WORKING DATA:
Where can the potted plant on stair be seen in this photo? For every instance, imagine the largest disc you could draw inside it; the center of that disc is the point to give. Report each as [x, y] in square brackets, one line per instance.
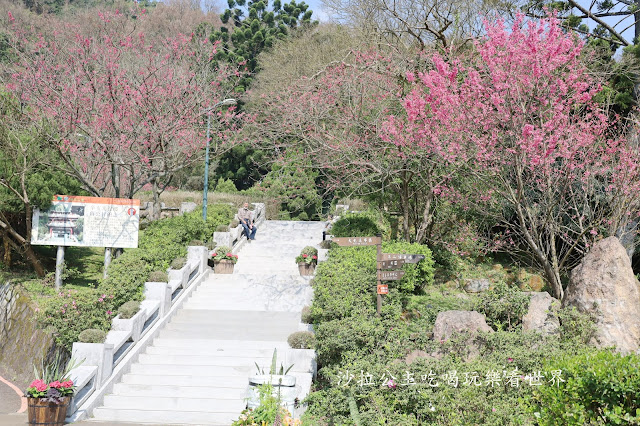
[223, 260]
[307, 260]
[279, 383]
[49, 395]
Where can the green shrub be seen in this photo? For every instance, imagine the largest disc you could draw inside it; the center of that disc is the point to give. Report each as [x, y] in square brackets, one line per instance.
[226, 186]
[327, 244]
[158, 277]
[305, 315]
[129, 309]
[504, 306]
[417, 276]
[302, 340]
[178, 263]
[355, 225]
[92, 335]
[597, 387]
[427, 307]
[309, 250]
[159, 243]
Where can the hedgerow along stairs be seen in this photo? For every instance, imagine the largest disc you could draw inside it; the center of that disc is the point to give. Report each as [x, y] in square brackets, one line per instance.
[196, 371]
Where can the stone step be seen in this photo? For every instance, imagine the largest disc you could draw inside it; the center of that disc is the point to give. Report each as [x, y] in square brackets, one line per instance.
[174, 403]
[214, 351]
[166, 417]
[218, 391]
[197, 380]
[300, 362]
[222, 318]
[216, 344]
[231, 360]
[278, 334]
[191, 369]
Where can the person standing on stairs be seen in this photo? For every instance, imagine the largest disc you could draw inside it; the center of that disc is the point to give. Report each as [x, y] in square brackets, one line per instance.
[245, 216]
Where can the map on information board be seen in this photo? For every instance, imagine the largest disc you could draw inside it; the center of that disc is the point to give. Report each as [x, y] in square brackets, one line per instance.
[87, 222]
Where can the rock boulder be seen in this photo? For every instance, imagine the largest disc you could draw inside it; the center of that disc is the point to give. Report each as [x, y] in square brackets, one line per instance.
[476, 285]
[451, 322]
[541, 316]
[605, 278]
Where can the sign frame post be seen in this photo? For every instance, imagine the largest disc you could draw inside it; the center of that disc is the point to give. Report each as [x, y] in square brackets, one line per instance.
[383, 261]
[379, 283]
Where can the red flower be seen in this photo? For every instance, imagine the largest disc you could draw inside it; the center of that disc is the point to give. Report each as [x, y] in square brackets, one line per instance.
[40, 385]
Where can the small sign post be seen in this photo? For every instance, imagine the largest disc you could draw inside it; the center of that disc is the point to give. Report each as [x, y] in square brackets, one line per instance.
[389, 264]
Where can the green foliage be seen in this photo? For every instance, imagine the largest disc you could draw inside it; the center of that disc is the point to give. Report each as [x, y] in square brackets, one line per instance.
[254, 28]
[354, 225]
[267, 413]
[294, 187]
[302, 340]
[352, 343]
[129, 309]
[242, 166]
[225, 185]
[417, 276]
[72, 311]
[92, 335]
[178, 263]
[305, 315]
[597, 387]
[162, 241]
[504, 306]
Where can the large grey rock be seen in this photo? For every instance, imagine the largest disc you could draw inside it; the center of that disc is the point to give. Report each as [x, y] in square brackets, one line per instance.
[541, 316]
[451, 322]
[605, 278]
[476, 285]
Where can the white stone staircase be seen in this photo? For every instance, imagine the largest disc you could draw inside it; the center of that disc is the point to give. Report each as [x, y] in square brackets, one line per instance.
[196, 371]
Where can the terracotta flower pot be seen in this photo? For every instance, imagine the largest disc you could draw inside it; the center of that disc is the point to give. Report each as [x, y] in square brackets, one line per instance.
[306, 268]
[223, 266]
[41, 412]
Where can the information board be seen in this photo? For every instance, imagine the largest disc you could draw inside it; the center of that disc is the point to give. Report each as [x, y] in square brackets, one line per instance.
[87, 222]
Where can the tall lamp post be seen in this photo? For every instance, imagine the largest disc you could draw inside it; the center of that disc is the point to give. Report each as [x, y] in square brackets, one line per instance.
[229, 101]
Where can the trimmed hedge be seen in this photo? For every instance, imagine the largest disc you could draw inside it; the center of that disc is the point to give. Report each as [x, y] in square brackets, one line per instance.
[72, 311]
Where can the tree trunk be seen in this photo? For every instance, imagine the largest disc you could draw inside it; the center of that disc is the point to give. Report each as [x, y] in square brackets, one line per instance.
[157, 209]
[25, 246]
[404, 200]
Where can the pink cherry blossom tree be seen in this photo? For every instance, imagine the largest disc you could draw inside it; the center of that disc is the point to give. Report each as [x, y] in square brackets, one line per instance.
[123, 110]
[548, 170]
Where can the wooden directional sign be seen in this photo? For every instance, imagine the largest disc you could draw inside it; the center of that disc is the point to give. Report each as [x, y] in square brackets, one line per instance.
[390, 275]
[391, 264]
[408, 258]
[357, 241]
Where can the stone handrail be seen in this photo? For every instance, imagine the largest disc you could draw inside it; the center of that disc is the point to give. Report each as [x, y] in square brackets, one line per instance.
[102, 364]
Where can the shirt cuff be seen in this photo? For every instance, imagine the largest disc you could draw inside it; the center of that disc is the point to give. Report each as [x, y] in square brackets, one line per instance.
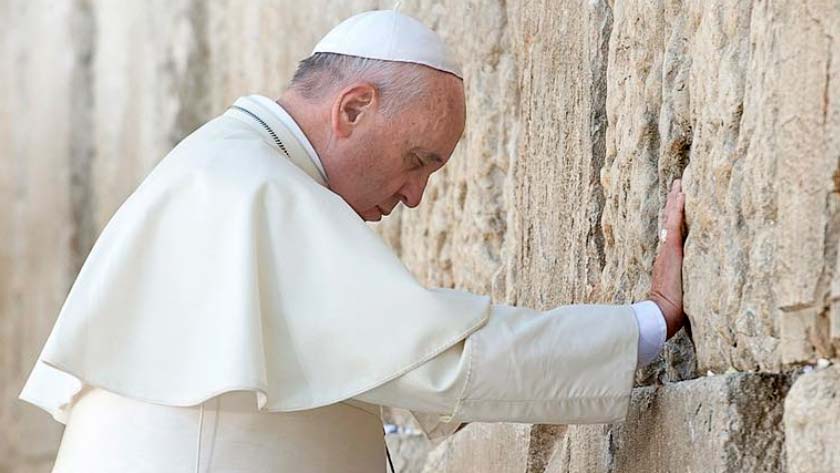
[652, 331]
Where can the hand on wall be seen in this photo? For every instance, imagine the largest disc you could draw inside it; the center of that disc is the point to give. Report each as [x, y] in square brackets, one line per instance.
[666, 288]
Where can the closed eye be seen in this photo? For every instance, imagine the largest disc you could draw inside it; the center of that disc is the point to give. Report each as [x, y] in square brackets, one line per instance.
[418, 161]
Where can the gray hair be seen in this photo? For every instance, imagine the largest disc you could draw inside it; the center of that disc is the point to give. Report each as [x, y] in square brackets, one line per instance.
[322, 73]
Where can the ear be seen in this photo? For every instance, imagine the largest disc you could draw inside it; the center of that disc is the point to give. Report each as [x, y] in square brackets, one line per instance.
[353, 104]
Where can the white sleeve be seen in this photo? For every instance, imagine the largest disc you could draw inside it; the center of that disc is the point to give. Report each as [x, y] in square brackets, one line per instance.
[571, 364]
[652, 330]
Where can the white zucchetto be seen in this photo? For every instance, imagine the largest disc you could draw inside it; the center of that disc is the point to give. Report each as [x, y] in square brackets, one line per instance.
[389, 36]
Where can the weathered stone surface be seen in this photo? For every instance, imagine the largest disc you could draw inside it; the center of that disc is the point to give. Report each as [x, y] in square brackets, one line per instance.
[812, 423]
[408, 451]
[42, 192]
[730, 423]
[481, 447]
[148, 93]
[579, 116]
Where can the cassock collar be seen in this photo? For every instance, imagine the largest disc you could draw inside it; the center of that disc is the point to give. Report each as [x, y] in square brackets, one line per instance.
[282, 132]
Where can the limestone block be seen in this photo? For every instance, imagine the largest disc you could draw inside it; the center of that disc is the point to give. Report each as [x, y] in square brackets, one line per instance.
[149, 92]
[408, 451]
[44, 49]
[562, 64]
[488, 448]
[729, 423]
[807, 145]
[460, 235]
[812, 422]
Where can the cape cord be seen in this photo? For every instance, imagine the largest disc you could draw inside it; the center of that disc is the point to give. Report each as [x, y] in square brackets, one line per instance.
[283, 149]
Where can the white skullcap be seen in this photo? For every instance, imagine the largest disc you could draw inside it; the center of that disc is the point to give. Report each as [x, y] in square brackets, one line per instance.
[389, 36]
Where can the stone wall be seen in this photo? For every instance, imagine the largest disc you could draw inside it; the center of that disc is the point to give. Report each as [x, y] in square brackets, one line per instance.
[579, 116]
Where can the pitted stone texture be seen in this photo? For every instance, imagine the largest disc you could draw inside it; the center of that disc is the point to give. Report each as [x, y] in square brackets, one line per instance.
[705, 89]
[720, 424]
[148, 93]
[485, 448]
[408, 451]
[812, 423]
[558, 251]
[44, 120]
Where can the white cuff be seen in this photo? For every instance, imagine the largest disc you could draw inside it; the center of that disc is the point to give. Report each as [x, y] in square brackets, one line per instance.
[652, 330]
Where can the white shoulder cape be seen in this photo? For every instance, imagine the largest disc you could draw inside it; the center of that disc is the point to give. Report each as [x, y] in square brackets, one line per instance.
[231, 267]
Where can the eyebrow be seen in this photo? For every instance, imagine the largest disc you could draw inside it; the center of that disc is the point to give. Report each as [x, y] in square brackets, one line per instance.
[436, 157]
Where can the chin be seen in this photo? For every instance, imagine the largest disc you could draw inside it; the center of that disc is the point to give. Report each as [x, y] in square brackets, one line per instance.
[371, 215]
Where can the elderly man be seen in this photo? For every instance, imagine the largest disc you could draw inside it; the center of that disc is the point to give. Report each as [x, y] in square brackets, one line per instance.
[237, 314]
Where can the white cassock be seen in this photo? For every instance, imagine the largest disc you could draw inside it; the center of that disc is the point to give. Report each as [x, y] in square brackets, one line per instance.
[237, 315]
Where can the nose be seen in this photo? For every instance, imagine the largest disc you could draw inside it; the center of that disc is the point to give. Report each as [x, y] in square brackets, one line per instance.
[412, 192]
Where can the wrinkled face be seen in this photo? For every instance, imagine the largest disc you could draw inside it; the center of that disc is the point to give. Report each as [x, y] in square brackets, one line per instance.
[378, 160]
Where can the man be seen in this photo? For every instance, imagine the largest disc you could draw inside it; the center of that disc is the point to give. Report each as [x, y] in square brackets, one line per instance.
[237, 314]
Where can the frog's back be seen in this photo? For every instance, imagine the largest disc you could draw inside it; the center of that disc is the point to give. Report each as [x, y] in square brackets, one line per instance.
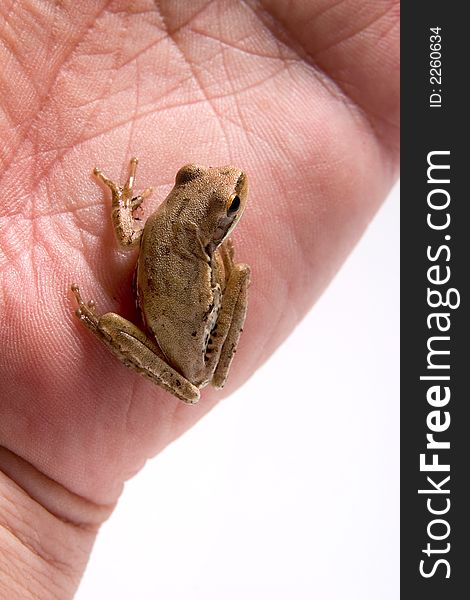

WHAT IS REQUIRED: Write out the rows above word for word, from the line that contains "Where can the man" through the end of the rows, both ends included. Leave the pictures out of your answer.

CORRECT RESULT:
Where can the man be seen in this photo? For every instance, imagine the largest disc you could draw inside it; the center of that disc is the point to give. Report each as [x, y] in square brackets, one line per instance.
[237, 314]
Where can the frog's back be seen in this photo? For every instance, imagine the largest disc you could draw inside it; the center of that disc is the point to give. Report each as [x, y] in square brackets, one line per instance.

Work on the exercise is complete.